Your instructions ▸ Print the entries below in their entirety, exactly as they are written.

(Excerpts of pointing data)
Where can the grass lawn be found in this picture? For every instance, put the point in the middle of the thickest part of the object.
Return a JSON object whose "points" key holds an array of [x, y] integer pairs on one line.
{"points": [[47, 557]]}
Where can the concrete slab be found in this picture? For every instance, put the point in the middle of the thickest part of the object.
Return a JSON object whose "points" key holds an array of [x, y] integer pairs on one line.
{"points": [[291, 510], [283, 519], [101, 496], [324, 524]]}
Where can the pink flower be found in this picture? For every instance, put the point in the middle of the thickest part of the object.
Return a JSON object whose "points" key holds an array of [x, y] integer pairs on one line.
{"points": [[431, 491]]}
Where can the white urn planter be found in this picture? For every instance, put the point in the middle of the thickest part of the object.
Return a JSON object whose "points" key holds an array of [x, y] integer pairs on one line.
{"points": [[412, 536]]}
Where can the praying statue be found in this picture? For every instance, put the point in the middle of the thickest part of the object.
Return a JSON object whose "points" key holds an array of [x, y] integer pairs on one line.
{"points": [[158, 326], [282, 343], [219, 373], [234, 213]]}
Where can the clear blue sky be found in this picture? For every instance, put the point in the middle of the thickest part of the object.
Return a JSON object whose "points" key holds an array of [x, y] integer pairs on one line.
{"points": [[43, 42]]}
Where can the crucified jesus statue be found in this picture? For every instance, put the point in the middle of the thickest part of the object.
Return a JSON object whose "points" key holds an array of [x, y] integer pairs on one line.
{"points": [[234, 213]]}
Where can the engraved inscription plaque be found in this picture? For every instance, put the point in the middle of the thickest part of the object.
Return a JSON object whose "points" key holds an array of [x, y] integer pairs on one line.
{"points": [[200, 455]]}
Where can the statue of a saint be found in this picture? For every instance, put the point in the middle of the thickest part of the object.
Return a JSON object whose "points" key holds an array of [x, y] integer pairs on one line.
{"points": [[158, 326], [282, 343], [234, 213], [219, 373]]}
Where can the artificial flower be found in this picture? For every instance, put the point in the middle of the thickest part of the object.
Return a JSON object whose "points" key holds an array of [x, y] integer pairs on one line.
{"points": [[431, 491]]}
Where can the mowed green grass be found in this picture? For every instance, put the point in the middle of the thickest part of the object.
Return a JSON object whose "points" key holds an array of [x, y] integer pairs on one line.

Full output ▸
Where can the grass lawn be found in this picture? For every instance, put the point in the middle of the thickest part of the object.
Return a JSON object whose "points" key holds an array of [x, y] integer pairs on one line.
{"points": [[47, 557]]}
Where can the concrete slab be found in this picture? For every instance, put the point in the middle of the thickest part of the object.
Return a JSON object whose "points" key holds an array of [x, y] integer pairs on one line.
{"points": [[291, 510], [283, 519], [101, 496], [324, 524]]}
Where can the pink flower be found in this picture? For every instance, put the point in the middle of the thickest part of the object.
Return a JSON object whose "points" key holds an array of [x, y] integer pairs on one line.
{"points": [[431, 491]]}
Where can the white urn planter be found in this picture? For every instance, put the point in the middle of the thickest part of the object.
Return a JSON object whose "points" key holds an array of [x, y] integer pairs on one line.
{"points": [[412, 536]]}
Where can the praying statue be found in this picture? For every instance, put the point in the middle of the thickest part of the object.
Return a JSON object whose "points" key holds an array of [x, y] integer pairs on one line.
{"points": [[158, 326], [282, 343], [219, 373], [234, 213]]}
Where can the clear blue sky be found in this picture? For every instance, put the point in the middle of the thickest part of the object.
Return a JSON object whose "points" key holds an array of [x, y] integer pairs on one line.
{"points": [[43, 42]]}
Where can the crucified jesus statue be found in this picture? For every instance, put the point in the middle of the thickest part of the object.
Return a JSON object whose "points" key holds an array of [x, y] integer pairs on one line.
{"points": [[234, 213]]}
Where can the engraved inscription plaque be found in this picture? For every instance, put the point in the middle of the thickest part of the object.
Return a JSON object whose "points" key holds an array of [x, y] integer pairs on one line.
{"points": [[200, 455]]}
Where can the statue of a saint be found in this picture? For every instance, put the point in the middle of the thickest part of the object.
Return a JSON object whose "points" key holds an array of [x, y] integer pairs on one line.
{"points": [[158, 326], [282, 343], [234, 213], [219, 373]]}
Where can the artificial flower be found in this picture? For every instance, put the point in the middle of the thickest part of the object.
Return a JSON object whose "points" key holds an array of [x, y] integer pairs on one line.
{"points": [[431, 491]]}
Where can the mowed green grass be found in this picture? For every instance, put the point in the middle of the thickest part of the object.
Return a JSON object whose "points" key holds an array of [x, y] integer pairs on one line.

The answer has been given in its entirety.